### Set problem
Copy every one of the records below word for word, with no changes. Leave the pictures out of your copy.

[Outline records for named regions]
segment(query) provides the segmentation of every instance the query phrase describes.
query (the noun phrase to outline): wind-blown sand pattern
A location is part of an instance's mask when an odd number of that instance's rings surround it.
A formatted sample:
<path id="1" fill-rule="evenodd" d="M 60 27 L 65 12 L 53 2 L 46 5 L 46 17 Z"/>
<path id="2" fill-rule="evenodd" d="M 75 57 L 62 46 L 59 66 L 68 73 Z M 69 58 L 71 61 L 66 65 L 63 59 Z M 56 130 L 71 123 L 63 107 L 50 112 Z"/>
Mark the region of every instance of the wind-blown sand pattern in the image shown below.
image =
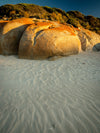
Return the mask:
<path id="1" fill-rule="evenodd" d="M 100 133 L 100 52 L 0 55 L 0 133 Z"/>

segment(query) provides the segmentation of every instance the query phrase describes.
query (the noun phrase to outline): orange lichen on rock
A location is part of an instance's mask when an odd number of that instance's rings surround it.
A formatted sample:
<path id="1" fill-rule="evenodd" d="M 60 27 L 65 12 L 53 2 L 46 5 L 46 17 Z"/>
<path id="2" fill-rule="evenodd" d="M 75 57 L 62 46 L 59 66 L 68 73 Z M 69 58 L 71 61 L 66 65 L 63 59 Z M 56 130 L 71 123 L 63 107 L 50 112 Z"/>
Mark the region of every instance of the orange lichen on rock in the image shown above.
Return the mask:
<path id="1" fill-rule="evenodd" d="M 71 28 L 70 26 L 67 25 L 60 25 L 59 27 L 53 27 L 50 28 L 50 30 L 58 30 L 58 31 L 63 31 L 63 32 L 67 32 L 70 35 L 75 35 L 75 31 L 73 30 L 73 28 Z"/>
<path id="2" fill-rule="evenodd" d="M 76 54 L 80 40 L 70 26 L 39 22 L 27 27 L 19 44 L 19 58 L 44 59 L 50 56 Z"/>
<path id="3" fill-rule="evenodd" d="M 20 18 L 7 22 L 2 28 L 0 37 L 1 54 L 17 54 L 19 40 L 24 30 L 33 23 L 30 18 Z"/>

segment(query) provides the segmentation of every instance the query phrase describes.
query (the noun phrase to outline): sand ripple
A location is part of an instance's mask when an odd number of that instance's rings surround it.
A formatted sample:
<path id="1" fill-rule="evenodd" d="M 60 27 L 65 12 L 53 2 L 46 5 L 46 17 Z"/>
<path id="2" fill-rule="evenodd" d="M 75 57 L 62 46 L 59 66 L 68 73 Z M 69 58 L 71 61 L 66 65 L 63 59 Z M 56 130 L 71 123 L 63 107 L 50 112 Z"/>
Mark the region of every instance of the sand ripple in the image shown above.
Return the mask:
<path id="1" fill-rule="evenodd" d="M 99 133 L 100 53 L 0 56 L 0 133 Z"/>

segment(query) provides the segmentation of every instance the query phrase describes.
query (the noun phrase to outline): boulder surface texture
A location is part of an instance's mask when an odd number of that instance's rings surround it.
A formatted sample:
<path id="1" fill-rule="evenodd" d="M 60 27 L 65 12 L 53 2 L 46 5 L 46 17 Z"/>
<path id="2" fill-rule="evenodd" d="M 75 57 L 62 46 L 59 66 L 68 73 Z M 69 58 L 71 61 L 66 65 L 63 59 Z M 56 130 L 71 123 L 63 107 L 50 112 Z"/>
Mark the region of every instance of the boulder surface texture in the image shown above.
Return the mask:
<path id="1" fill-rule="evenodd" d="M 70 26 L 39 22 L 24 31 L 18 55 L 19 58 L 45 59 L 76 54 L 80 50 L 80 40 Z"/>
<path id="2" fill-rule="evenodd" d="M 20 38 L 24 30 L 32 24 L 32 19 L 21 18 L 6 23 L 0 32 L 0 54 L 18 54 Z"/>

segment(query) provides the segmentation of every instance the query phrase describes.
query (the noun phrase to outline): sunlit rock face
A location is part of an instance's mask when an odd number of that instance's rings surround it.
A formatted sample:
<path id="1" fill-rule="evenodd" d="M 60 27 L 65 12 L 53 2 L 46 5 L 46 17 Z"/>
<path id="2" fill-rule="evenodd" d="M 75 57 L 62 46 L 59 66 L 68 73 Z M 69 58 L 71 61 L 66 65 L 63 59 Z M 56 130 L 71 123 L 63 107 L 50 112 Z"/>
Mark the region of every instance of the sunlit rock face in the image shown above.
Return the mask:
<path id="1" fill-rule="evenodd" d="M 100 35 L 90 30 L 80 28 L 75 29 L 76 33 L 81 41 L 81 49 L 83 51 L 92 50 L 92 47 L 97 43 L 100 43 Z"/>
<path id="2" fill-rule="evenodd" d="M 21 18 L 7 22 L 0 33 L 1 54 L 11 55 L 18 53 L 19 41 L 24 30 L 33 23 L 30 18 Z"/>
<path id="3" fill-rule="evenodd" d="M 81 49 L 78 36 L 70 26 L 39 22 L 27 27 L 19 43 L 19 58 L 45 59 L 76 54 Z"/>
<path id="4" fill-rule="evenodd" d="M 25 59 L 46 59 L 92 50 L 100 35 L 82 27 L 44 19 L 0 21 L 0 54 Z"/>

### Reply to the task
segment(query) provides the segmentation of every instance the query phrase describes.
query (the noun phrase to outline): wind-blown sand pattern
A location is part of an instance's mask when an odd number of that instance's rings surround it.
A formatted sample:
<path id="1" fill-rule="evenodd" d="M 60 27 L 65 12 L 53 2 L 46 5 L 46 17 Z"/>
<path id="2" fill-rule="evenodd" d="M 75 57 L 62 46 L 59 66 L 68 73 Z M 69 58 L 71 61 L 66 65 L 63 59 Z M 56 130 L 71 123 L 63 107 L 50 112 Z"/>
Mark the region of every instance of the wind-blown sand pattern in the image shown below.
image =
Return the mask:
<path id="1" fill-rule="evenodd" d="M 100 133 L 100 52 L 0 55 L 0 133 Z"/>

segment(query) provides the segmentation of every instance the query phrase describes.
query (the noun phrase to outline): orange lichen on rock
A location is part of an instance's mask when an odd number of that instance's rings surround it.
A formatted sample:
<path id="1" fill-rule="evenodd" d="M 60 27 L 65 12 L 53 2 L 46 5 L 46 17 Z"/>
<path id="2" fill-rule="evenodd" d="M 75 57 L 62 46 L 59 66 L 68 73 Z M 69 58 L 71 61 L 66 65 L 63 59 Z M 56 130 L 71 123 L 63 107 L 50 112 Z"/>
Mark the region of every instance of the orange lichen on rock in the image shown above.
Return the mask:
<path id="1" fill-rule="evenodd" d="M 71 28 L 70 26 L 67 25 L 60 25 L 59 27 L 53 27 L 50 28 L 50 30 L 58 30 L 58 31 L 63 31 L 63 32 L 67 32 L 70 35 L 75 35 L 75 31 L 73 30 L 73 28 Z"/>
<path id="2" fill-rule="evenodd" d="M 76 54 L 80 40 L 70 26 L 39 22 L 27 27 L 19 44 L 19 58 L 44 59 L 50 56 Z"/>
<path id="3" fill-rule="evenodd" d="M 20 18 L 7 22 L 2 28 L 0 37 L 1 54 L 17 54 L 19 40 L 24 30 L 33 23 L 30 18 Z"/>

segment(query) provides the segmentation of every instance the query phrase describes.
query (the noun phrase to outline): sand ripple
A location is part of an instance's mask when an odd number of that instance's rings surround it.
A formatted sample:
<path id="1" fill-rule="evenodd" d="M 60 27 L 65 12 L 53 2 L 46 5 L 46 17 Z"/>
<path id="2" fill-rule="evenodd" d="M 75 57 L 62 46 L 59 66 L 68 73 Z M 69 58 L 71 61 L 66 65 L 63 59 Z M 56 130 L 71 123 L 63 107 L 50 112 Z"/>
Mark the region of every instance of the sand ripple in the image shown above.
Return the mask:
<path id="1" fill-rule="evenodd" d="M 99 133 L 100 53 L 0 56 L 0 133 Z"/>

segment(query) provides the segmentation of every instance the query phrase describes.
query (the noun phrase to outline): boulder surface texture
A location is part of an instance's mask when an odd number of that instance's rings surround it.
A formatted sample:
<path id="1" fill-rule="evenodd" d="M 60 27 L 65 12 L 53 2 L 46 5 L 46 17 Z"/>
<path id="2" fill-rule="evenodd" d="M 75 57 L 62 46 L 59 66 L 68 73 Z M 69 58 L 71 61 L 66 65 L 63 59 Z M 56 130 L 71 123 L 63 107 L 50 112 Z"/>
Mark the region of every instance of the boulder surface texture in the image shown above.
Return the mask:
<path id="1" fill-rule="evenodd" d="M 70 26 L 39 22 L 24 31 L 18 55 L 19 58 L 45 59 L 76 54 L 80 50 L 80 40 Z"/>
<path id="2" fill-rule="evenodd" d="M 20 38 L 24 30 L 32 24 L 32 19 L 21 18 L 6 23 L 0 32 L 0 54 L 18 54 Z"/>

segment(query) provides the segmentation of every instance the query phrase describes.
query (the noun phrase to outline): sunlit rock face
A location is part of an instance's mask when an odd number of that instance's rings surround it.
A formatted sample:
<path id="1" fill-rule="evenodd" d="M 60 27 L 65 12 L 53 2 L 46 5 L 46 17 Z"/>
<path id="2" fill-rule="evenodd" d="M 75 57 L 62 46 L 59 66 L 68 73 Z M 69 58 L 71 61 L 66 65 L 63 59 Z M 56 130 L 71 123 L 63 107 L 50 112 Z"/>
Mark the region of every instance of the sunlit rock face in the image shown above.
Return the mask:
<path id="1" fill-rule="evenodd" d="M 100 35 L 90 30 L 80 28 L 75 29 L 76 33 L 81 41 L 81 49 L 83 51 L 92 50 L 92 47 L 97 43 L 100 43 Z"/>
<path id="2" fill-rule="evenodd" d="M 21 18 L 7 22 L 0 33 L 1 54 L 11 55 L 18 53 L 19 41 L 24 30 L 33 23 L 30 18 Z"/>
<path id="3" fill-rule="evenodd" d="M 81 49 L 78 36 L 70 26 L 39 22 L 27 27 L 19 43 L 19 58 L 45 59 L 76 54 Z"/>
<path id="4" fill-rule="evenodd" d="M 25 59 L 46 59 L 92 50 L 100 35 L 82 27 L 44 19 L 0 21 L 0 54 Z"/>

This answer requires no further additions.